Input records.

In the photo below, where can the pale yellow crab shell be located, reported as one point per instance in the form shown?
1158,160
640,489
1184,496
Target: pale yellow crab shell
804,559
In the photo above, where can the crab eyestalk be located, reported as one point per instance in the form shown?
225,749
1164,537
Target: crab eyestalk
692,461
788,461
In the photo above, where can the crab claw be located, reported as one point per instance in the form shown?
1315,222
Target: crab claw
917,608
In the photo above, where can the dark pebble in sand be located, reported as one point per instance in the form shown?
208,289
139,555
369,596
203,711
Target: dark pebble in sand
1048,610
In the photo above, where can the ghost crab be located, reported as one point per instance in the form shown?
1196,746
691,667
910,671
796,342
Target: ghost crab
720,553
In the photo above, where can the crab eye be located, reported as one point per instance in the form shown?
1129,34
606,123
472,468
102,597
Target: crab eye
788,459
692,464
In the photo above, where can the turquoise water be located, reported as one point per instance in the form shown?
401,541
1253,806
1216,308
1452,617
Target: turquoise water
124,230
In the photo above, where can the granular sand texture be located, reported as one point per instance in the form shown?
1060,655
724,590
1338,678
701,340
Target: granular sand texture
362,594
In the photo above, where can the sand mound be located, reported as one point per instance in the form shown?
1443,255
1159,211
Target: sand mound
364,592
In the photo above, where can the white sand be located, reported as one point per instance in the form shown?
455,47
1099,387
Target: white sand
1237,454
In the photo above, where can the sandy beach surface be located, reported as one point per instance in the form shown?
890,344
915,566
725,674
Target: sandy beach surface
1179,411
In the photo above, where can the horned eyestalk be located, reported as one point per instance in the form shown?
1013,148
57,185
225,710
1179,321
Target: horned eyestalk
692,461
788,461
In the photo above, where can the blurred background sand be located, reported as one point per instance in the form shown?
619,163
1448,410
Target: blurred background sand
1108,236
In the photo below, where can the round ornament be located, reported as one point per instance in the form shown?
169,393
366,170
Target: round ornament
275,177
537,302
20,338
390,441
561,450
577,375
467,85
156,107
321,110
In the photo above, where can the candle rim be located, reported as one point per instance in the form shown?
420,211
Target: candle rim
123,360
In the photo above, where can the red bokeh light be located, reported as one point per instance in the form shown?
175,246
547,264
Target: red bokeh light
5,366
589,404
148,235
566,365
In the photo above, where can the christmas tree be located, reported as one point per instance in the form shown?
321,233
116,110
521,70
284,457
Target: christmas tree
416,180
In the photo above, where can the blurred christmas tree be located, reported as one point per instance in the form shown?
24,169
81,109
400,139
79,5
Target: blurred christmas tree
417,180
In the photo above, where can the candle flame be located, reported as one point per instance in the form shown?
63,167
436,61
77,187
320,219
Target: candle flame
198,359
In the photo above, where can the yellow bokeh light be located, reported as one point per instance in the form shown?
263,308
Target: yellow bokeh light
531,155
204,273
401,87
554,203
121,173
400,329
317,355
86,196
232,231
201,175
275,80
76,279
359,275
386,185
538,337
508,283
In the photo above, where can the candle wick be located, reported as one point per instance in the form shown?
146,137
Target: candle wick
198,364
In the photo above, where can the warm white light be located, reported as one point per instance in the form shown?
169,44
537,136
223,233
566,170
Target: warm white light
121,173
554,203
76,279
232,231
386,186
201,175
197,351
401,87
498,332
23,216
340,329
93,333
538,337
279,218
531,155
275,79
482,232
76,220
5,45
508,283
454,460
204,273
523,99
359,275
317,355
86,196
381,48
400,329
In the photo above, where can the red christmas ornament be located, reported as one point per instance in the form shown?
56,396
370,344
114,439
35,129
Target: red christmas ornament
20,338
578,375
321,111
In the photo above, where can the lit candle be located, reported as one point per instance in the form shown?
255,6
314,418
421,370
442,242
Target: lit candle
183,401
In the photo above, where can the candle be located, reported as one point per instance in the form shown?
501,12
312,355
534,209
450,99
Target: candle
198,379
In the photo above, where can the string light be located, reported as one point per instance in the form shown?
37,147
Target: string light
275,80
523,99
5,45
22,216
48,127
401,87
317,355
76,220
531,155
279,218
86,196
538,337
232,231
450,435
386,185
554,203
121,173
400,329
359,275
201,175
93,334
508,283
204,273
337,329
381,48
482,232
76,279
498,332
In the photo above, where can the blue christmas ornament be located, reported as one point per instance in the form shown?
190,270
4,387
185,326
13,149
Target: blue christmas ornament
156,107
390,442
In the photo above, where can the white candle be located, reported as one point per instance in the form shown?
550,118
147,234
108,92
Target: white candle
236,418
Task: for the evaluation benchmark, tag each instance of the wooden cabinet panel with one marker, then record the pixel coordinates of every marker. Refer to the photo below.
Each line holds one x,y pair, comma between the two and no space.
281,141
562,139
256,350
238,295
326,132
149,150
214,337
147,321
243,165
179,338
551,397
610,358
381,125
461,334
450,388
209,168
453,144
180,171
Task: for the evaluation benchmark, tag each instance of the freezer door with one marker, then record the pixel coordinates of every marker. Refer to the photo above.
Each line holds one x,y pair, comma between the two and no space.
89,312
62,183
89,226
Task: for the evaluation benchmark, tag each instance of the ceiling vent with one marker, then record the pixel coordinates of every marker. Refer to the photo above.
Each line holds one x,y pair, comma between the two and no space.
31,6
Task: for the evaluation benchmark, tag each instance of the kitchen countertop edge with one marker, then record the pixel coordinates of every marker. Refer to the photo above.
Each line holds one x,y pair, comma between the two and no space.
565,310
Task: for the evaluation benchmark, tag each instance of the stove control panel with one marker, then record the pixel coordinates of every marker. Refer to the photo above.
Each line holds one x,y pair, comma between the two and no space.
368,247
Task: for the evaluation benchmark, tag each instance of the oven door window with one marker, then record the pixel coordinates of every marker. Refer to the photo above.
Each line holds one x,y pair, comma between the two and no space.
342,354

What is required.
Reproduce verbatim the stretch from the line containing "of the oven" through the end of the items.

Response to this exercise.
Task: for the evaluation benchmark, tag each instance of the oven door window with one marker, then record the pixel coordinates of every marker. Refer to the photo above.
Each line holds one x,y pair, comma between the two and no space.
342,354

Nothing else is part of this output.